== GIVEN INSTRUCTION ==
Summarize the forum thread in two sentences.

== ARTICLE ==
━━━━━━
It looks like you had the same Delivery Advisor that I had when I picked up my 2003 325xiT back on October 9.

He was a gentleman from I believe Haiti, who came to Germany sometime in the mid 1960's. My parents were with me, and he recognized my mother's French accent, so after that the conversations were a mixture of English & French.

Mark


----------



## Keith (Feb 27, 2002)

*Awesome*

Roots, thanks alot for taking the time.:thumbup: 
I really enjoyed all the pictures and information, it makes me want to look into this more.


----------



## Whohangs (Apr 15, 2002)

Loved it! Thanks for posting the pictures!


----------



## berford (Sep 10, 2002)

*Re: Awesome*



Keith said:


> *Roots, thanks alot for taking the time.:thumbup:
> I really enjoyed all the pictures and information, it makes me want to look into this more. *


IMHO, everyone should do it at least once.


----------



## beauport (Jul 2, 2002)

Roots, thanks for posting such great pictures. I took delivery there on Sep 3rd this year and was too darned excited to really take any pictures and I've regretted it. It was a terrific experience. I agree with those who have done ED that everyone ought to try ED if at all possible and I sure plan to in the future. Thanks for sharing your experience.


----------
━━━━━━
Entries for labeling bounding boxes
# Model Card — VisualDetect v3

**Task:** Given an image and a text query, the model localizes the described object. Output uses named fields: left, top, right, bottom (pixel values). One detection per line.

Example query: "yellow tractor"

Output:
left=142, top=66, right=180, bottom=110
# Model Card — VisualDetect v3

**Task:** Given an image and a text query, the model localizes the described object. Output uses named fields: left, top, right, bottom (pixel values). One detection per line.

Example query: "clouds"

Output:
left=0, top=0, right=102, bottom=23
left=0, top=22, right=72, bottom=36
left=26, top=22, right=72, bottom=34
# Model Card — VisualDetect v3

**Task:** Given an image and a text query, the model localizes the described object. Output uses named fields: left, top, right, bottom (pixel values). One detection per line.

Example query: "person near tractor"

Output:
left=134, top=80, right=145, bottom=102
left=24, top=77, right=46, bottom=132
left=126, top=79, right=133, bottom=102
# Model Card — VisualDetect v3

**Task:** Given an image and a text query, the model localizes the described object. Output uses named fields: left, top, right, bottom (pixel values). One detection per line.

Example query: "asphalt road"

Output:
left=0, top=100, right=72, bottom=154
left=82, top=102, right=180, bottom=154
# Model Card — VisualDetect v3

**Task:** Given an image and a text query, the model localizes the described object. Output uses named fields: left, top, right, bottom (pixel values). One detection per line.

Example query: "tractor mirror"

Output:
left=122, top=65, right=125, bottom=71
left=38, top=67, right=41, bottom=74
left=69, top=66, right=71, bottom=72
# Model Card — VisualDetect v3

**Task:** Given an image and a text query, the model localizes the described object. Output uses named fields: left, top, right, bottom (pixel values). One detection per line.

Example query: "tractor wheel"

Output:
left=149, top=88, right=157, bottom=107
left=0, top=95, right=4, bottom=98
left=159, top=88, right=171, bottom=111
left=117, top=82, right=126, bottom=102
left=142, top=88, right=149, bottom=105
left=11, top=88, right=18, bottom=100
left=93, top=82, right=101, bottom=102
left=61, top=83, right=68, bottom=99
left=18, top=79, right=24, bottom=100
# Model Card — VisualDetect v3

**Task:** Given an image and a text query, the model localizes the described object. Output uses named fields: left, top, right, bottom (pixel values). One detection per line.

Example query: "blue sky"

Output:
━━━━━━
== OUTPUT OF THE EXERCISE ==
Mark says he appears to have had the same Delivery Advisor when he picked up his 2003 325xiT on October 9, a gentleman possibly from Haiti who came to Germany in the mid-1960s and spoke a mixture of English and French with them after recognizing Mark's mother's French accent. Other posters thank Roots for the pictures and information: berford says everyone should do it at least once, and beauport, who took delivery there on Sep 3rd and regrets not taking pictures, calls it a terrific experience and plans to do ED again.